Natural language region descriptions:

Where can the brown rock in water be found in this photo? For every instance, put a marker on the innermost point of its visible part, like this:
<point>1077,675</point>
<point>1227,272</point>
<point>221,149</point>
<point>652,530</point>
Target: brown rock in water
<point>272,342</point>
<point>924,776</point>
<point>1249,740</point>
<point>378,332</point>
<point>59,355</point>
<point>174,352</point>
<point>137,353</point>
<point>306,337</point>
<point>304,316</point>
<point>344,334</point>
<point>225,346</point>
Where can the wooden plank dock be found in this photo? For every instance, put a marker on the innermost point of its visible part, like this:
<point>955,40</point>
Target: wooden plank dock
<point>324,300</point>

==

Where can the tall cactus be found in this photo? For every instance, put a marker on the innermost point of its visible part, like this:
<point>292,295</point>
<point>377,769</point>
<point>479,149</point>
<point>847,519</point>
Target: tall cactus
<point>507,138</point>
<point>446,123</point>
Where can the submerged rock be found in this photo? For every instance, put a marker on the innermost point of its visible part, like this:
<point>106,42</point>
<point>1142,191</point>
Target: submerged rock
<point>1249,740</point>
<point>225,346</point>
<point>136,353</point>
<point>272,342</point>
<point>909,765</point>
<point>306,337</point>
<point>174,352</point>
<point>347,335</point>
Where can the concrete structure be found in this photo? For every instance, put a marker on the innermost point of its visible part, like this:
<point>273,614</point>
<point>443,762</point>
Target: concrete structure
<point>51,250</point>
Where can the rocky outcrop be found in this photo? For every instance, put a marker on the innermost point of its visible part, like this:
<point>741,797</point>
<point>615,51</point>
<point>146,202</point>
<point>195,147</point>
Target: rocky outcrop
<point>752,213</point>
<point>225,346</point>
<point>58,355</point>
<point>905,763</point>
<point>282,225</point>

● WHAT IS BEING ASKED: Report how many lines of the entries include the word "this", and let the number stand alone.

● SOLUTION BELOW: 6